■ **Excerpt to read**:

This is how the Gradient Boosting Machines algorithm works.

XGBoost

XGBoost is a scalable machine learning system for tree boosting. The system is available as an open source package. The impact of the system has been widely recognized in a number of machine learning and data mining challenges. It became well known in the ML competition circles after its use in the winning solution of the Higgs Machine Learning Challenge. Many of the winning solutions in Kaggle competitions have used XGBoost to train models. Its popularity and success is an outcome of the following innovations:

1. Scalable end-to-end tree boosting
2. Weighted quantile sketch to propose efficient candidate split points
3. Sparsity-aware algorithm that handles sparse data including missing values
4. Effective cache-aware block structures for out of the core computing

The derivation follows from the same idea of gradient boosting as we saw earlier.

It uses K additive trees to create the ensemble model,

$\hat{y} = \hat{f}(x) = \sum_{i = 0}^K\hat{f_i}(x)$, $\hat{f_i}(x) \in F$

where $ F = {f(x) = w_{q(x)}}(q: \mathbb{R}^{m} \rightarrow T, w \in \mathbb{R}^{T})$

$q$ represents the structure of the tree that maps an input to the corresponding leaf index at which it ends up being. $T$ is the number of leaves in the tree. Each regression tree contains a continuous score on each of its leaf. $w_i$ represents the score on i-th leaf. For a given example, we will use the decision rules in the trees (given by $q$) to classify it into the leaves and calculate the final prediction by summing up the score in the corresponding leaves (given by $w$) as shown in the image below.

To learn the set of functions used in the model, we minimize the following regularized objective.

■ **Listed entries**:
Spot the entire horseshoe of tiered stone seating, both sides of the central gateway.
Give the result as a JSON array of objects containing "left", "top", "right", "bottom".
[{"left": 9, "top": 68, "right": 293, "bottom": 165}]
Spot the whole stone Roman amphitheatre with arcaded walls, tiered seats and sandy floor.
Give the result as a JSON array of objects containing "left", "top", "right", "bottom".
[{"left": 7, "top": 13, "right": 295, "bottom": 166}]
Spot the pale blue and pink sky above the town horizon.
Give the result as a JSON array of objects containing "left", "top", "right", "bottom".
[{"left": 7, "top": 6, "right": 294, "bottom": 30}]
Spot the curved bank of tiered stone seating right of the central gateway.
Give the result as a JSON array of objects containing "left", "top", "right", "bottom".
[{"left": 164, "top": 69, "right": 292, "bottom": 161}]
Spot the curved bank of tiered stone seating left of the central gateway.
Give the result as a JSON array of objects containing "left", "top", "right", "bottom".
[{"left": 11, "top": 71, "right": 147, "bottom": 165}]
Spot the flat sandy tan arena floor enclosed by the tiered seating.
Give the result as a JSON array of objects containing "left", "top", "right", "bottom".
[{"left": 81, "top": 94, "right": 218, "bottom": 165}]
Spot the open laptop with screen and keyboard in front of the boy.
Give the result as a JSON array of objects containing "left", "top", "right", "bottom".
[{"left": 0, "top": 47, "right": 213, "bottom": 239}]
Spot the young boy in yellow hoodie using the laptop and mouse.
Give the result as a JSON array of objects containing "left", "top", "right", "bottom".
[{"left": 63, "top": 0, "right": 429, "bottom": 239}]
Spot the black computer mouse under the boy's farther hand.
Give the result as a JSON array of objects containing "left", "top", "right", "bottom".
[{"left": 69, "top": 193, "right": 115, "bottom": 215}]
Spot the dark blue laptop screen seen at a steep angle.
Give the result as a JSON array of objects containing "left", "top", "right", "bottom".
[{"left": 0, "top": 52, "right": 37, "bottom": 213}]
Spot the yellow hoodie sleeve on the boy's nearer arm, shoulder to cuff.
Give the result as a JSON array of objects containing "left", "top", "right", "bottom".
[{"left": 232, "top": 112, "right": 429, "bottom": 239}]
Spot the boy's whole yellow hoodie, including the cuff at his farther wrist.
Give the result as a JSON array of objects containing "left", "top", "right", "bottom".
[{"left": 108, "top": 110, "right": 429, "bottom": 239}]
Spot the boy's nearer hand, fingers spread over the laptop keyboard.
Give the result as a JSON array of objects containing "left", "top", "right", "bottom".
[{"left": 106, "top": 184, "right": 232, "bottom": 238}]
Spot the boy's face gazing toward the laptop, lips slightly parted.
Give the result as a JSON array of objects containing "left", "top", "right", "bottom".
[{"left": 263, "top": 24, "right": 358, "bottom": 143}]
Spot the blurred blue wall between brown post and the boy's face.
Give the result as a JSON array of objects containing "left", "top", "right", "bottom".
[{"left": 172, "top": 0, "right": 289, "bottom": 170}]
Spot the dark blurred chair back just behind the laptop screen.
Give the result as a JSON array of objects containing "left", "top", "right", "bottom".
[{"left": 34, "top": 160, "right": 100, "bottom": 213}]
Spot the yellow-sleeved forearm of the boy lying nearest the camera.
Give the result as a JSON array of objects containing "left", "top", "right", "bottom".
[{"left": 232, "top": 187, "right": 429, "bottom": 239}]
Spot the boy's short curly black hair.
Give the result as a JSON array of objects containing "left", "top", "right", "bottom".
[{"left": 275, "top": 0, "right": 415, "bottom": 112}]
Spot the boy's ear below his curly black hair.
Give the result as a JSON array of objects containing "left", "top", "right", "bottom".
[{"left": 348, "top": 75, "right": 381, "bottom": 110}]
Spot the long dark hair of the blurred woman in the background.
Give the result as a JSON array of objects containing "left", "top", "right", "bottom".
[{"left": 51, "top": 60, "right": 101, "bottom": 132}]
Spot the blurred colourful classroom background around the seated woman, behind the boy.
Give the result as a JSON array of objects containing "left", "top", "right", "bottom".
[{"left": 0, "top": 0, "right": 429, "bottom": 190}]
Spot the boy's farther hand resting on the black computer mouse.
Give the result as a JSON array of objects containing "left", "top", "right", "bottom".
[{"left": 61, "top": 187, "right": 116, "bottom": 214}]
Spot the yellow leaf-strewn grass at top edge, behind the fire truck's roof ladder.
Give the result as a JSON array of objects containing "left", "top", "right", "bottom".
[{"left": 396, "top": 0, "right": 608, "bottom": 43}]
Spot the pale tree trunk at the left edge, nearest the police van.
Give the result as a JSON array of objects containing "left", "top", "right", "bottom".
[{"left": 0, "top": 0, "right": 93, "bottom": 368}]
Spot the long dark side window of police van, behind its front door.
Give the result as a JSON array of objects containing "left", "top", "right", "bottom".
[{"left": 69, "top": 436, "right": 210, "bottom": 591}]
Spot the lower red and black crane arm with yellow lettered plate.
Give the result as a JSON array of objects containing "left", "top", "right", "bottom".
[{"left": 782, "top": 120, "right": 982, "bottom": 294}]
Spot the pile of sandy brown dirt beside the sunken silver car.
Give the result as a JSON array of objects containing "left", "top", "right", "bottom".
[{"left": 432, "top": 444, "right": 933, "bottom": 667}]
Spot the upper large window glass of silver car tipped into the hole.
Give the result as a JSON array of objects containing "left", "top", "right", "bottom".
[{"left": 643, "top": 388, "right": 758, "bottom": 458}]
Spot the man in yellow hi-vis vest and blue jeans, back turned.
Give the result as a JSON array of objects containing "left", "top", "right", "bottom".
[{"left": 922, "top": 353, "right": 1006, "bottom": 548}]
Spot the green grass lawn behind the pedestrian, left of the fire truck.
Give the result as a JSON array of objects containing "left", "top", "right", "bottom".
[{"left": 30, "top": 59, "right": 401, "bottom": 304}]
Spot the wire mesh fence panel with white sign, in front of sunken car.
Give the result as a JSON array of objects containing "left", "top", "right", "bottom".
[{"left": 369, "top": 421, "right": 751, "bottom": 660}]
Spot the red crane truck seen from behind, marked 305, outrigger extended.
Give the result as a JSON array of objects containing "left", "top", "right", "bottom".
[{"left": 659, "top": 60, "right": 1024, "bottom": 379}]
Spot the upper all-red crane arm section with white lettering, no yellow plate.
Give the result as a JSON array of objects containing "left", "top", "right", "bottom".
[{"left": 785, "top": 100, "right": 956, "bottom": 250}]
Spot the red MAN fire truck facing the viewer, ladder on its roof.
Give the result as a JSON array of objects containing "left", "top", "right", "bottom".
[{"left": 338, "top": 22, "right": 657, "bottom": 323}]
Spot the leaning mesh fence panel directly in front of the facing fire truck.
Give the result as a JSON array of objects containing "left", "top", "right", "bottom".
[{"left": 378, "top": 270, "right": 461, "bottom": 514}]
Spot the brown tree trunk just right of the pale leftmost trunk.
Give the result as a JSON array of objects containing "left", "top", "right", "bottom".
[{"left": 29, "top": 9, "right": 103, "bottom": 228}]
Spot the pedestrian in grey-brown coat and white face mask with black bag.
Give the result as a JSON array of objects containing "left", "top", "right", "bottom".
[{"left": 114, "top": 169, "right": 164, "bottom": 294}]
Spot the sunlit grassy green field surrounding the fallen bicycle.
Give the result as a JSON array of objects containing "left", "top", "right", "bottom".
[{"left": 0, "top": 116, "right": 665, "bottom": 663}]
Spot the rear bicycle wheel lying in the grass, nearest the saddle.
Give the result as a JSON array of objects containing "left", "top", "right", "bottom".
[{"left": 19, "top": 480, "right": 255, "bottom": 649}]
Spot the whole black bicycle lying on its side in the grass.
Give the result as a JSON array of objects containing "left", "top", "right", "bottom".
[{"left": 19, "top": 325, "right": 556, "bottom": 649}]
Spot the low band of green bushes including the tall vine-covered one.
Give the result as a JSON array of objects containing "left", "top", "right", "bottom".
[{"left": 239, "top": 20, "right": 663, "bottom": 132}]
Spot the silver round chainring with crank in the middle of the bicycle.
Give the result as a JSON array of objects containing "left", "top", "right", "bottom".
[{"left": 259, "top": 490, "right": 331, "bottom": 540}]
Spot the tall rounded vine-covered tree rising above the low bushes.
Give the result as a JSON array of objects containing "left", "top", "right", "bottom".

■ **Exercise**: In the XGBoost excerpt, XGBoost became well known in ML competition circles after its use in the winning solution of which challenge?

■ **Worked solution**: The Higgs Machine Learning Challenge.